## SELECTION
[Question] devm_kmalloc() for DMA ?

Thu Mar 9 03:19:56 PST 2017

On 08/03/17 18:06, Masahiro Yamada wrote:
> Hi Robin,
> 
> 
> 2017-03-08 20:15 GMT+09:00 Robin Murphy <robin.murphy at arm.com>:
>> On 08/03/17 10:59, Masahiro Yamada wrote:
>>> Hi experts,
>>>
>>> I have a question about
>>> how to allocate DMA-safe buffer.
>>>
>>>
>>> In my understanding, kmalloc() returns
>>> memory with DMA safe alignment
>>> in order to avoid cache-sharing problem when used for DMA.
>>>
>>> The alignment is decided by ARCH_DMA_MINALIGN.
>>> For example, on modern ARM 32bit boards, this value is typically 64.
>>> So, memory returned by kmalloc() has
>>> at least 64 byte alignment.
>>>
>>>
>>> On the other hand, devm_kmalloc() does not return
>>> enough-aligned memory.
>>
>> How so? If anything returned by kmalloc() is guaranteed to occupy some
>> multiple of ARCH_DMA_MINALIGN bytes in order to avoid two allocations
>> falling into the same cache line, I don't see how stealing the first 16
>> bytes *of a single allocation* could make it start sharing cache lines
>> with another? :/
> 
> I just thought of traverse of the linked list of devres_node
> on a different thread, but it should not happen.

## BRIEF 1
Could you output every line of the dataset rows below as a JSON list of strings, one string per line, leaving out blank lines?

## Dataset rows

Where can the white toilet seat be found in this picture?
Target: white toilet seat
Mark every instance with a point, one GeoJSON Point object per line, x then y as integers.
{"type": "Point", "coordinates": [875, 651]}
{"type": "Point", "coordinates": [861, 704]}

## BRIEF 2
Which code identifiers (function, macro or structure names) appear in the thread about devm_kmalloc() for DMA? List each one once.

## FULL ANSWER 1
[
  "Where can the white toilet seat be found in this picture?",
  "Target: white toilet seat",
  "Mark every instance with a point, one GeoJSON Point object per line, x then y as integers.",
  "{\"type\": \"Point\", \"coordinates\": [875, 651]}",
  "{\"type\": \"Point\", \"coordinates\": [861, 704]}"
]

## FULL ANSWER 2
kmalloc()
devm_kmalloc()
ARCH_DMA_MINALIGN
devres_node